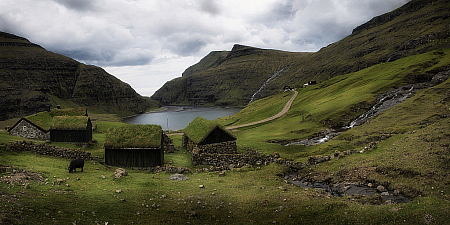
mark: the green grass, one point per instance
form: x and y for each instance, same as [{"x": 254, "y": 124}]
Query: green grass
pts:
[{"x": 412, "y": 157}]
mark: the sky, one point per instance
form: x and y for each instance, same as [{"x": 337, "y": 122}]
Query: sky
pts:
[{"x": 146, "y": 43}]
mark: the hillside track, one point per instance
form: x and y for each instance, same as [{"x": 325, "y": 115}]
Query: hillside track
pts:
[{"x": 281, "y": 113}]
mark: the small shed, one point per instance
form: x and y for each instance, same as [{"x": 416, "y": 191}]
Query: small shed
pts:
[
  {"x": 71, "y": 129},
  {"x": 134, "y": 146},
  {"x": 27, "y": 129},
  {"x": 208, "y": 137}
]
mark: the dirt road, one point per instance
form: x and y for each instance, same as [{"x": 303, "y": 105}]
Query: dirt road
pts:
[{"x": 282, "y": 112}]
====================
What to do: Each record above is to be restated exactly, with its pictures removed from the copy.

Written reply:
mark: the green grass, one point per instance
form: x and y for each instance, same as [{"x": 254, "y": 124}]
Query: green grass
pts:
[{"x": 412, "y": 157}]
mark: the sky, one point per instance
form: x and y for each instance, same as [{"x": 337, "y": 122}]
Query: sky
pts:
[{"x": 146, "y": 43}]
mark: the hillside track, one point per instance
form: x and y for each instance, same as [{"x": 325, "y": 115}]
Query: hillside track
pts:
[{"x": 281, "y": 113}]
mark: the small shed, one point per instance
form: x and y for each instance, same as [{"x": 416, "y": 191}]
Query: small shed
pts:
[
  {"x": 71, "y": 129},
  {"x": 134, "y": 146},
  {"x": 27, "y": 129},
  {"x": 208, "y": 137}
]
mark: the dirt road, one point per instance
form: x and y for each instance, same as [{"x": 303, "y": 105}]
Query: dirt road
pts:
[{"x": 282, "y": 112}]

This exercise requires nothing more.